* Short task
Your task is to transcribe the entries below exactly, beginning with the line containing "the white painted" and ending with the final line, and to add nothing else.

* Available records

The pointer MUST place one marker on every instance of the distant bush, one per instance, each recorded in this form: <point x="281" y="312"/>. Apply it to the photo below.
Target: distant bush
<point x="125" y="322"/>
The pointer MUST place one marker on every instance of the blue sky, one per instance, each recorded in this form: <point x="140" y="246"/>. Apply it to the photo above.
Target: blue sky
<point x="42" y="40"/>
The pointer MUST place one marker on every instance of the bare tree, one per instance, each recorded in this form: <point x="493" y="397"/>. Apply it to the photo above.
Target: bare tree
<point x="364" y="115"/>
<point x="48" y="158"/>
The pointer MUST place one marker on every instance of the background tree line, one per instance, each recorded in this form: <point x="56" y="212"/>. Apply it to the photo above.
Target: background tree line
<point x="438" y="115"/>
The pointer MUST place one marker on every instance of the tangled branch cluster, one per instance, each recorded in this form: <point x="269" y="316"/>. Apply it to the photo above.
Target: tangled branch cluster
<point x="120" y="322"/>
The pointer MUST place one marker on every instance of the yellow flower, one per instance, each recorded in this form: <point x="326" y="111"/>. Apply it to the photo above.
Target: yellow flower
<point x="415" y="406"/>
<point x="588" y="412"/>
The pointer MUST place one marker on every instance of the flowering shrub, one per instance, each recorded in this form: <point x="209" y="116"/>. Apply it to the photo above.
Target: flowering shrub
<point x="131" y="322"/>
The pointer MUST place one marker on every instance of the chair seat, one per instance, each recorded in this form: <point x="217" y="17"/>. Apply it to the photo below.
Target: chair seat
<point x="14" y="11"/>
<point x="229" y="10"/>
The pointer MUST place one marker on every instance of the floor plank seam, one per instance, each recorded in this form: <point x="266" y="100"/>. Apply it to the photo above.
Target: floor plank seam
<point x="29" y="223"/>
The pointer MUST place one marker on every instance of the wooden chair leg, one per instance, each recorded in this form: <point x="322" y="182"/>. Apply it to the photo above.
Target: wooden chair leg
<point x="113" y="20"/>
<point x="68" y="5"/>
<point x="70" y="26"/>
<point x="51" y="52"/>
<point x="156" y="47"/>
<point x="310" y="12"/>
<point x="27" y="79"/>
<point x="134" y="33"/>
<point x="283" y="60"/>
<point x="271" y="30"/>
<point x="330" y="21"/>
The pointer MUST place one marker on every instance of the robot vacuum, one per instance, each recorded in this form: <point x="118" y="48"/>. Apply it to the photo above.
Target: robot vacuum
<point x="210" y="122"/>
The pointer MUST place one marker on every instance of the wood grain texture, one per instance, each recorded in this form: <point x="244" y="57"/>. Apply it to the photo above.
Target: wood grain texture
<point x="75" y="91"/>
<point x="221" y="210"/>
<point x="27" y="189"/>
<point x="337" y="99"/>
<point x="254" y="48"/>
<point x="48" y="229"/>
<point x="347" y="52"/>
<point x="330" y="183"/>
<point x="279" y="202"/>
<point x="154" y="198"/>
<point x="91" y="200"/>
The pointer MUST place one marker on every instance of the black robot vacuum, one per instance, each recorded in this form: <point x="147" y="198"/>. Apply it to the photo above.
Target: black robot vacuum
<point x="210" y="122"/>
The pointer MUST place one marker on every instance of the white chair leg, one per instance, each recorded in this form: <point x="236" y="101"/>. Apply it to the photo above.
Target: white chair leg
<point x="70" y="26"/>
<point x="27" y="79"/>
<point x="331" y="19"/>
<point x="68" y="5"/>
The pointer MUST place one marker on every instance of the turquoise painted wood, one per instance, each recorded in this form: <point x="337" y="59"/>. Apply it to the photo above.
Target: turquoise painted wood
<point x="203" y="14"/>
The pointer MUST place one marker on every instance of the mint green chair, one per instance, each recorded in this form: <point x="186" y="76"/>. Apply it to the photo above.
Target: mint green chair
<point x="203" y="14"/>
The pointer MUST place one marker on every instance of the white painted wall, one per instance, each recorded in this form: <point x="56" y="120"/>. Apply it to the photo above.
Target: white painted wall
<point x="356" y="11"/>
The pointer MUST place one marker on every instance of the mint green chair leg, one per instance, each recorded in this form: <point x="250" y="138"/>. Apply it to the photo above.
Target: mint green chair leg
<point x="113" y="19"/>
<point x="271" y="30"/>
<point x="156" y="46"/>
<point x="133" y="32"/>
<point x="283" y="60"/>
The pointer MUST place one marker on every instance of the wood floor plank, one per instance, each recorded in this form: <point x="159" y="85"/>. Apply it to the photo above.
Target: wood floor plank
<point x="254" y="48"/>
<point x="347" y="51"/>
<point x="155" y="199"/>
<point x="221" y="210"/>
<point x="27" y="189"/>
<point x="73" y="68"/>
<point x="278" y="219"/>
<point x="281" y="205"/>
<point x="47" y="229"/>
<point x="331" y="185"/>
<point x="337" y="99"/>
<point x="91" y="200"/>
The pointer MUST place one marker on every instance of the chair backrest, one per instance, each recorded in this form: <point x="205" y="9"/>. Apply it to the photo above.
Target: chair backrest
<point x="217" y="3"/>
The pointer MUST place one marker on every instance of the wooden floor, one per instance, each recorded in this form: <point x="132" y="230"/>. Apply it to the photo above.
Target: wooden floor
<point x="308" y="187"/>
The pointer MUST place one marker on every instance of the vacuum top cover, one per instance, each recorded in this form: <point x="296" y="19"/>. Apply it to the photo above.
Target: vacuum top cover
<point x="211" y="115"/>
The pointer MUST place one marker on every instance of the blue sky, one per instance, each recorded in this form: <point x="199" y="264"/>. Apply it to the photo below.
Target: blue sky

* Completed exercise
The pointer MUST place one marker on every instance of the white painted wall, one per instance, each recorded in this form: <point x="56" y="120"/>. Apply it to the photo above.
Target: white painted wall
<point x="356" y="11"/>
The pointer MUST place one marker on every instance of the mint green chair leg, one per instance, each recorded in this form: <point x="250" y="138"/>. Apply it to the photo above.
Target: mint green chair leg
<point x="113" y="19"/>
<point x="271" y="30"/>
<point x="156" y="46"/>
<point x="133" y="32"/>
<point x="283" y="60"/>
The pointer MUST place one marker on every instance of the wood floor plank, one per instance, each recorded in this form: <point x="159" y="85"/>. Apply it to the photo above.
Target: wood floor plank
<point x="254" y="48"/>
<point x="347" y="51"/>
<point x="155" y="199"/>
<point x="221" y="210"/>
<point x="27" y="189"/>
<point x="73" y="68"/>
<point x="278" y="219"/>
<point x="281" y="205"/>
<point x="47" y="229"/>
<point x="331" y="185"/>
<point x="337" y="99"/>
<point x="91" y="200"/>
The pointer MUST place one marker on every instance of the chair backrest, one per instance, each recorded in this form: <point x="205" y="9"/>. Apply it to the photo above.
Target: chair backrest
<point x="217" y="3"/>
The pointer MUST place one marker on every instance of the wooden floor, one per instance, each recorded in this form: <point x="132" y="230"/>. Apply it to the photo above.
Target: wooden floor
<point x="308" y="187"/>
The pointer MUST place one marker on every instance of the vacuum top cover, one per instance, each recorded in this form: <point x="296" y="19"/>. Apply it to the photo above.
Target: vacuum top cover
<point x="211" y="115"/>
The pointer MUST place one marker on every instance of the blue sky, one per instance, each recorded in this form: <point x="199" y="264"/>. Apply it to the photo below.
Target: blue sky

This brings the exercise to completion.